**WHAT YOU NEED TO DO:**
**A.** In the Phantom Menace disc review, why does the reviewer call the picture's sharpness inconsistent? Answer in one to three sentences.
**B.** List every contribution the Phantom Menace disc review credits to the disc's HDR.

-- Begin DOCUMENT PASSAGE --

The Phantom Menace appears in an aspect ratio of approximately 2.35:1 on this Blu-ray Disc. The only Prequel shot on film, this one came with strengths and weaknesses.
Actually, all the pros and cons reflected sharpness. Perhaps to make it match better with the native 2K of the subsequent Prequels, Menace displayed moderate digital noise reduction at times, and those instances could leave us with slightly mushy material.
Many other shots looked tight and well-defined, so the product displayed inconsistency. Most of it appeared solid, but those noise-reduced elements created distractions.
I noticed no issues with jaggies or shimmering, but light edge haloes popped up at times.. No source flaws marred the film.
Colors appeared vivid and vibrant, as the movie offered a varied and lively palette. From the mix of planetary settings to the costumes - especially those worn by Amidala - Menace really went for a solid spectrum of hues, and these seemed to be well replicated on the 4K.
Given how commonly modern action movies use highly stylized palettes, it was nice to see so many lively colors on display. The disc’s HDR gave these hues extra range and punch as well.
Black levels looked deep and rich throughout the movie. The film showed dark and solid tones at all times, and outside of some clunky “day for night” shots, shadow detail appeared to be appropriately opaque but not excessively heavy.
The HDR contributed depth to the dark elements as well as nice brightness to whites and positive contrast. Despite the sporadic instances of mildly soft shots, this was largely an appealing presentation.
Expect audio of the highest quality from the film’s Dolby Atmos track. Downconverted to Dolby TrueHD 7.1, I attempted to convince myself not to give the soundtrack an “A+”, but I couldn’t. Make no mistake: this was an amazing piece of work, and it offered one of the smoothest and most enveloping soundfields I’ve ever heard.
All the channels received an insanely active workout, as they were used for the vast majority of the film. Music remained mostly anchored to the front, where the score benefited from solid stereo separation and presence, but it also spread warmly to the surrounds. Some speech emanated from side and rear speakers at times as well.
Ultimately, though, the effects were the stars of the show, and they made this an incredible experience. Throughout the film, elements both loud and soft appeared from all around, and the mix melded together in a clean and believable manner.

-- End DOCUMENT PASSAGE --
-- Begin EXTRACTED ENTRIES --

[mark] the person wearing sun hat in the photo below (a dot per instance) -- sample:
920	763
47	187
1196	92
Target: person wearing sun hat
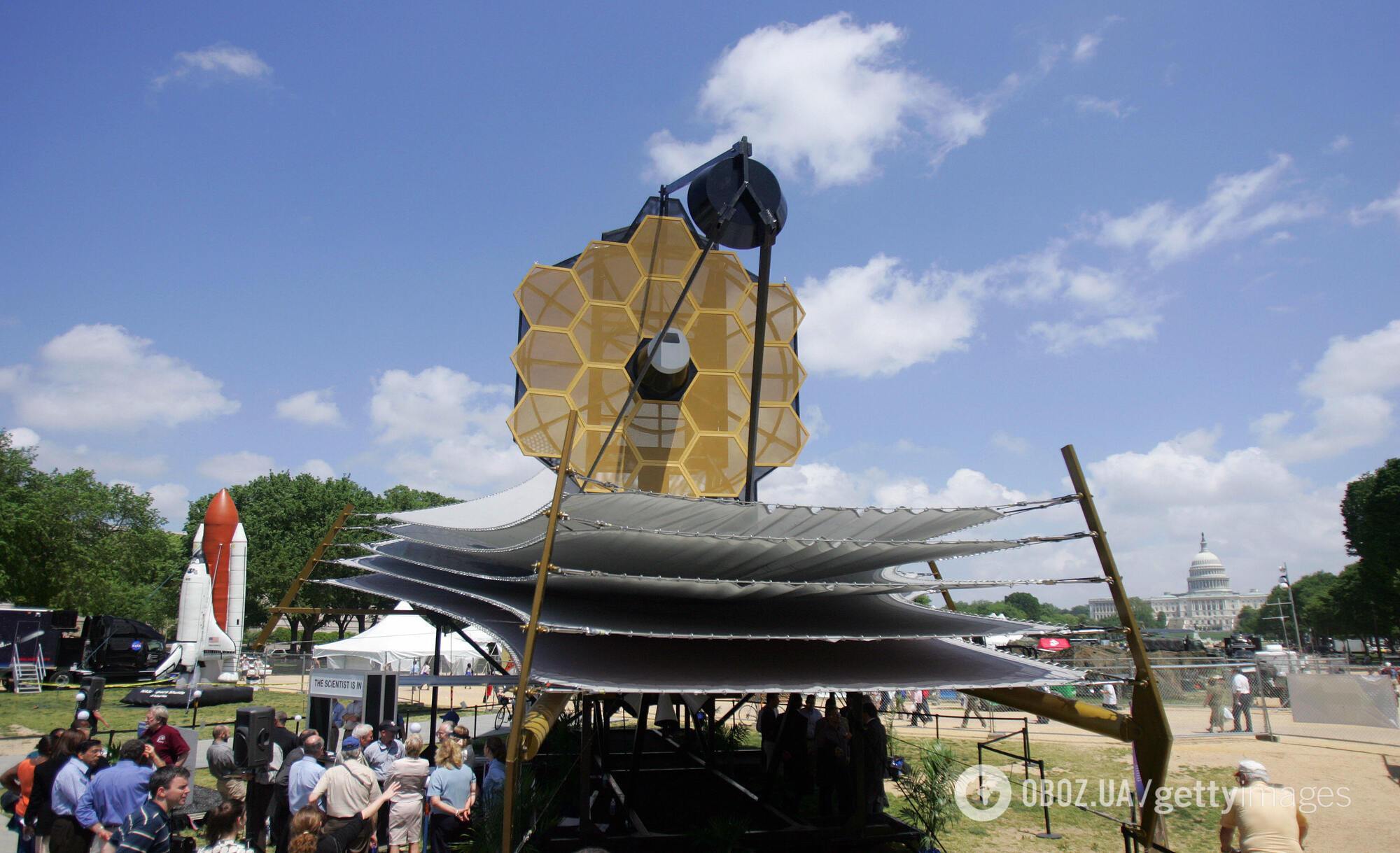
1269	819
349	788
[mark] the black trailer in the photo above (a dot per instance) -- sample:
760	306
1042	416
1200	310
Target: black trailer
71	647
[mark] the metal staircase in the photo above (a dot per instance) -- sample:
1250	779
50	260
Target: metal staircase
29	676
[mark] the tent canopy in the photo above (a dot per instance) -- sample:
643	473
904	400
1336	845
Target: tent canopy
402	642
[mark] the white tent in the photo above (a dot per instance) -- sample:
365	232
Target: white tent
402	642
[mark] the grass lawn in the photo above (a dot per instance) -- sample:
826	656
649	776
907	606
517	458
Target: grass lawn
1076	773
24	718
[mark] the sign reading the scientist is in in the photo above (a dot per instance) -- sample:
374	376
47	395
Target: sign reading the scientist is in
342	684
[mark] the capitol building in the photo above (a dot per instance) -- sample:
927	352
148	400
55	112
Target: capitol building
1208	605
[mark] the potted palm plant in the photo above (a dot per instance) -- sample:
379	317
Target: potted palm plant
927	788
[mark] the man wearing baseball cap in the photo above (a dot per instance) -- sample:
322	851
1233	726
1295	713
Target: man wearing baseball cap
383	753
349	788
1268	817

-- End EXTRACTED ENTRIES --

**RESPONSES:**
**A.** Many shots looked tight and well-defined. However, moderate digital noise reduction appeared at times and left some material slightly mushy. That uneven mix made the sharpness inconsistent.

**B.**
- Extra range and punch for the colors
- Depth to the dark elements
- Nice brightness to whites
- Positive contrast